■ EXERCISE AIM: Only the lines from the one containing "slope in the photo above." to the end of the entries should be written out, each exactly as it stands, both ends included.

■ INPUT ROWS:
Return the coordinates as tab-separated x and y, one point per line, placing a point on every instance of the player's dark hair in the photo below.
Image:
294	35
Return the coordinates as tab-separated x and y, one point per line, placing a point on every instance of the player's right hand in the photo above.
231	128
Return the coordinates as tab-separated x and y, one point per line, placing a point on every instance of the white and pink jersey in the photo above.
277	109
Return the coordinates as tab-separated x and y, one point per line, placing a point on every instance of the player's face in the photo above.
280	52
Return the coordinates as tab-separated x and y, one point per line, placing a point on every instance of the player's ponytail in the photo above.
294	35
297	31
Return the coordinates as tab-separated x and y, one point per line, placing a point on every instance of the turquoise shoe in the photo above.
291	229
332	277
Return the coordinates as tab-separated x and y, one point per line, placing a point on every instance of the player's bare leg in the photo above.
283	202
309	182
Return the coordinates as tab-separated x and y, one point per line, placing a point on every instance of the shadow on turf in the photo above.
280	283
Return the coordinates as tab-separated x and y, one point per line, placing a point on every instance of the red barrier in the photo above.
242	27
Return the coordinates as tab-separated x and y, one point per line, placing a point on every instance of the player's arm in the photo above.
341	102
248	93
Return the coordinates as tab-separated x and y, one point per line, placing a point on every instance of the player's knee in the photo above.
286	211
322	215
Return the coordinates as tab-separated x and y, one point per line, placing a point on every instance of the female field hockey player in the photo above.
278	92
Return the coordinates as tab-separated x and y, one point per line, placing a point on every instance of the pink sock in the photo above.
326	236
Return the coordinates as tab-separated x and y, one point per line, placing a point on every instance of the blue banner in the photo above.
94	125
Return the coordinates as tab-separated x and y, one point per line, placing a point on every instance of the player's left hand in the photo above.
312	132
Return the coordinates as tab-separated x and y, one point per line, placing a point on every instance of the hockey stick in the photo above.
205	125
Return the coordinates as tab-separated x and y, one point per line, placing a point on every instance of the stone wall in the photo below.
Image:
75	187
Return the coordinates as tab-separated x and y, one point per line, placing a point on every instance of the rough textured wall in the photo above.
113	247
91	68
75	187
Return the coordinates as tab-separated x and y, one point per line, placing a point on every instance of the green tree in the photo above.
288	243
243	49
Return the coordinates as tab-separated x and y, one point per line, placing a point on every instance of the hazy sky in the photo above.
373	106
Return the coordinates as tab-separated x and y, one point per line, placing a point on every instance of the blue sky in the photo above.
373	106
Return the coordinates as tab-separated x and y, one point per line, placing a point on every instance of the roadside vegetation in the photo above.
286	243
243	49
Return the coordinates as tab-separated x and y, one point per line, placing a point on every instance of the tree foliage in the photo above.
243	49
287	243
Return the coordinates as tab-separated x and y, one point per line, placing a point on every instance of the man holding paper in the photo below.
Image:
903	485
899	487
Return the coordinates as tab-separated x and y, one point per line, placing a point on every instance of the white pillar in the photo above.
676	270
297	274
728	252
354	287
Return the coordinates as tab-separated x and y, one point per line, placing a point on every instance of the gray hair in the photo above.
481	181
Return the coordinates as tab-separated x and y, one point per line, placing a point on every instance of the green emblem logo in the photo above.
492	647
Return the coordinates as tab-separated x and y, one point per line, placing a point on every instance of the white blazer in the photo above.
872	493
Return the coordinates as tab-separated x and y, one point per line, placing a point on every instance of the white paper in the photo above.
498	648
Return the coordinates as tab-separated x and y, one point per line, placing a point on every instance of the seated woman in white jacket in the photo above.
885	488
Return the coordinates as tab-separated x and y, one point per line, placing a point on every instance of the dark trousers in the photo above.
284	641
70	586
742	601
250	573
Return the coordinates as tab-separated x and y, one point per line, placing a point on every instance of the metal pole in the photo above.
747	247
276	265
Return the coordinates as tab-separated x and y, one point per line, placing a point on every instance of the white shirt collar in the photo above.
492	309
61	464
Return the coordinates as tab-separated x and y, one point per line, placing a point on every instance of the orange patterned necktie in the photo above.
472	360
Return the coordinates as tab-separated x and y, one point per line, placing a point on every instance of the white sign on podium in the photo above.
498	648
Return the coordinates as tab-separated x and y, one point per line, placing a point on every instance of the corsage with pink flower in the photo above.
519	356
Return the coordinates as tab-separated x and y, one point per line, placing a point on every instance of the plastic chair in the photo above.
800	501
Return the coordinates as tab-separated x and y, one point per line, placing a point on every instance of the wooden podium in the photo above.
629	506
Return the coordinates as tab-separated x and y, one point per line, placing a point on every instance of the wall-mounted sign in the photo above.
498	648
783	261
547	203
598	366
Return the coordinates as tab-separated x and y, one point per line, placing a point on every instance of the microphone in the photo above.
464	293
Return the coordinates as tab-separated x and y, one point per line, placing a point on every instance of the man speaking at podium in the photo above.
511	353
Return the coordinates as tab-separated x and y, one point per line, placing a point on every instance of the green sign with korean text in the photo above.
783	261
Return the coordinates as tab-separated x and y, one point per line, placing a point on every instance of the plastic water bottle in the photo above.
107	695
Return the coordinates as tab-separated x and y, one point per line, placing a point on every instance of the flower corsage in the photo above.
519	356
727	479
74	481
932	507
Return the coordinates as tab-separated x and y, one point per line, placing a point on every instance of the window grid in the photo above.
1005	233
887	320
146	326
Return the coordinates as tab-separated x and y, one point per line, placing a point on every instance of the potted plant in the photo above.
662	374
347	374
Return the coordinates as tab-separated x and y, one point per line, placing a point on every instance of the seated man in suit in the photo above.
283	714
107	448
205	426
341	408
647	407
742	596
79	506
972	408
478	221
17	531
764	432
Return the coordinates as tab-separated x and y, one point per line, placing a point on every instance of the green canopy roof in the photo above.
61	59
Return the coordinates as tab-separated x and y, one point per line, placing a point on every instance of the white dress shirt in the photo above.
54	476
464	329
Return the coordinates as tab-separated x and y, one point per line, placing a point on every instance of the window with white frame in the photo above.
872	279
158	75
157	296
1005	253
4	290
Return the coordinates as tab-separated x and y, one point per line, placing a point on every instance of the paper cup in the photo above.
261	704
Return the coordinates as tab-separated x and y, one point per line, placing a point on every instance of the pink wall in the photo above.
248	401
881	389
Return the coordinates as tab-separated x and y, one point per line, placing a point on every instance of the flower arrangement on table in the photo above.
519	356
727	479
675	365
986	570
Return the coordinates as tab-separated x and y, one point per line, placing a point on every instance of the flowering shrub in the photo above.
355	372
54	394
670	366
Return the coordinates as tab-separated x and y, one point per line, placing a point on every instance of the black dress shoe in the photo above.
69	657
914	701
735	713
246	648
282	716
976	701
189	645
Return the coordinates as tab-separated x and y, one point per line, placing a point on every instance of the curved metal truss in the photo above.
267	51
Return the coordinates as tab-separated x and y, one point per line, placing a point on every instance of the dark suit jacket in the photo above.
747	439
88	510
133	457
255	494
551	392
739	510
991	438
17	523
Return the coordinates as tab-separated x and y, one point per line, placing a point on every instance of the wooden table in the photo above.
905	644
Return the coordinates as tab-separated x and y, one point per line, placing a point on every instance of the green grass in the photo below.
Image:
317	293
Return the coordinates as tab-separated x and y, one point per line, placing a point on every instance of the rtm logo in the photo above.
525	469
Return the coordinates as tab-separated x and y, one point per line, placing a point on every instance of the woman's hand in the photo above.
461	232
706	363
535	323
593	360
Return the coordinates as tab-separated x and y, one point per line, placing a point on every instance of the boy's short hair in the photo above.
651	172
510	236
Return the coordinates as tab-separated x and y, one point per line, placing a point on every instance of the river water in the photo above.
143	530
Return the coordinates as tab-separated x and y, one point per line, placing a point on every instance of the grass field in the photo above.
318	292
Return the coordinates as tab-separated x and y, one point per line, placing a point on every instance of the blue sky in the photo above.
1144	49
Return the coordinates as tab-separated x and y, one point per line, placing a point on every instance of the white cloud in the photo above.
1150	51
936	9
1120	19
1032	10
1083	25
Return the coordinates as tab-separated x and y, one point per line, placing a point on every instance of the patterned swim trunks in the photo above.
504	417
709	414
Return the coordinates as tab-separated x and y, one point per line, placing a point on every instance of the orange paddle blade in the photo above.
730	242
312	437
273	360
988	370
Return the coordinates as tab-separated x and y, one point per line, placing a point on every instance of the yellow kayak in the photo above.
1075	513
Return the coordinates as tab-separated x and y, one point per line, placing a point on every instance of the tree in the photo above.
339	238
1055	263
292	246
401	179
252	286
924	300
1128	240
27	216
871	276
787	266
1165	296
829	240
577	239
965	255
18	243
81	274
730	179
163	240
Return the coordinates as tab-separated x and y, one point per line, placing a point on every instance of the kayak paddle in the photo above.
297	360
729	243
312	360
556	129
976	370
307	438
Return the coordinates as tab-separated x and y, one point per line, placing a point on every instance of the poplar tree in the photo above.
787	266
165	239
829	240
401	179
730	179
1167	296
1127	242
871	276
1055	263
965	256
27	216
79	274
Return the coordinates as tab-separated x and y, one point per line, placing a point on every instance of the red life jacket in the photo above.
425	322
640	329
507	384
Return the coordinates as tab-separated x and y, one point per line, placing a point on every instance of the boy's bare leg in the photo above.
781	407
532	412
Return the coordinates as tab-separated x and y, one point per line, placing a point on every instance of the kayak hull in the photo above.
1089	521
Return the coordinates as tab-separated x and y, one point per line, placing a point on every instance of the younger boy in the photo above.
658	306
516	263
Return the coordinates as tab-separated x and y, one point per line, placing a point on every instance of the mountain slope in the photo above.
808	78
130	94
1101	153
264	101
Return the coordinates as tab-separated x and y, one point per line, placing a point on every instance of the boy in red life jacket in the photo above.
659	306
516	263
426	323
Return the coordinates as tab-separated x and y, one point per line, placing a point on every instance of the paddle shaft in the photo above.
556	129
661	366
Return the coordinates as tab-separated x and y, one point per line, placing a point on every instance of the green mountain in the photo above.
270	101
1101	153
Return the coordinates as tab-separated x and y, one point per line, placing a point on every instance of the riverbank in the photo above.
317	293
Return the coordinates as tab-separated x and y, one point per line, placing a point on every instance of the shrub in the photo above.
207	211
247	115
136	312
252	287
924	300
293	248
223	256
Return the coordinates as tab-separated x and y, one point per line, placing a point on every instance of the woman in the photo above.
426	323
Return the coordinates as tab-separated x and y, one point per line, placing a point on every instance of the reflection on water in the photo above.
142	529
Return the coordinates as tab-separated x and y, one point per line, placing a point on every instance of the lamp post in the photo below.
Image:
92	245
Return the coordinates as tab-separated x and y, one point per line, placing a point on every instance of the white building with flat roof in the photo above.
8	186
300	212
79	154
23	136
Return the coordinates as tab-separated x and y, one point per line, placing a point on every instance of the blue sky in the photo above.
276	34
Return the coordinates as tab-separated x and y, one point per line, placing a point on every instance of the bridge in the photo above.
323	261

■ EXERCISE ANSWER:
Return the coordinates as tab-separated x and y, one point per line, placing a point on every instance of the mountain slope in the photo above.
808	78
130	94
1101	153
264	101
Return the coordinates as tab-separated x and y, one point per line, placing a point on every instance of the boy in red life jacket in the photo above.
659	306
516	263
426	323
Return the coordinates as tab-separated x and y, one point per line, placing a point on every instance of the paddle shaft in the photo above.
556	129
661	366
Return the coordinates as tab-separated x and y, one point per line, placing a point on every instance of the green mountain in the photo above.
270	101
1101	153
Return the coordinates as tab-separated x and y, one point per line, placing a point on every instance of the riverbank in the photo above.
317	293
Return the coordinates as tab-separated x and y, one point per line, placing a point on every instance of the shrub in the photo above.
207	211
247	115
136	312
252	287
924	300
293	248
223	256
Return the coordinates as tab-separated x and y, one point per line, placing a point on every instance of the woman in the photo above.
426	323
Return the coordinates as tab-separated x and y, one point per line, placing a point on every instance of the reflection on water in the photo above.
142	529
Return the coordinates as tab-separated x and y, one point per line, placing a point on every instance of the lamp post in the photo below.
Image:
92	245
Return the coordinates as tab-separated x and y, one point per line, placing a point on every instance of the white building with flat roof in the photo above.
8	186
300	212
79	154
23	136
Return the coordinates as tab-separated x and y, one point per line, placing a point on every instance of the blue sky in the photo above.
276	34
Return the coordinates as tab-separated x and y, one point per line, placing a point on every instance of the bridge in the photo above.
323	261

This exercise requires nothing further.